*** EXERCISE INPUTS Section Begins ***

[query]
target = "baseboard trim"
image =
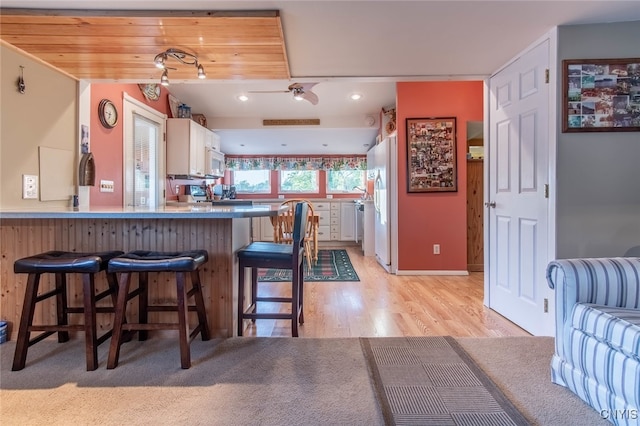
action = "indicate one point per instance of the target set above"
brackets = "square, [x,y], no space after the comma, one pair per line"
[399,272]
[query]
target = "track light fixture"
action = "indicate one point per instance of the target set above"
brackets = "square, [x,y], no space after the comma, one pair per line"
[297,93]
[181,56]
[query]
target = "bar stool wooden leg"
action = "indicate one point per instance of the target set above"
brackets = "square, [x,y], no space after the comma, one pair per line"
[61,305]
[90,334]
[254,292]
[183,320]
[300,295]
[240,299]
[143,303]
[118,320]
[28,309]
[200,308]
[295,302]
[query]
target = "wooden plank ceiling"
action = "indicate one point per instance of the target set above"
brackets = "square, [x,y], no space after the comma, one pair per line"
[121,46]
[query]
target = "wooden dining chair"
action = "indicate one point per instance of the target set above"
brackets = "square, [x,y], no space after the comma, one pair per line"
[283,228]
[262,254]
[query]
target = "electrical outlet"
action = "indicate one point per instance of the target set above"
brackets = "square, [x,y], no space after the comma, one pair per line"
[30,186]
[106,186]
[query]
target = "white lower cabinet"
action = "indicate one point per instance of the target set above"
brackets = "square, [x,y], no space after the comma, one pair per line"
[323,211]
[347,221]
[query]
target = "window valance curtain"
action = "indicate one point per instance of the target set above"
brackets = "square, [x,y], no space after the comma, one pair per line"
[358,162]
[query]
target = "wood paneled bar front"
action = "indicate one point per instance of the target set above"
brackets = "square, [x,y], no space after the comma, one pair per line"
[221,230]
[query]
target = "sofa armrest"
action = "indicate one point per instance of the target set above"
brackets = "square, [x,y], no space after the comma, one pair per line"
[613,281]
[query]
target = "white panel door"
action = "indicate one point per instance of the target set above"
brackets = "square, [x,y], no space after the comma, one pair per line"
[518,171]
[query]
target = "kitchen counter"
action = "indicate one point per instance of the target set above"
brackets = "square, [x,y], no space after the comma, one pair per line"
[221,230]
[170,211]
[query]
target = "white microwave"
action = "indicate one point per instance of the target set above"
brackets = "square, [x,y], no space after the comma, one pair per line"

*** EXERCISE INPUTS Section Ends ***

What is the number of lines in the records that contain "white"? Answer with it alone.

[SOLUTION FOR THIS PROBLEM]: 3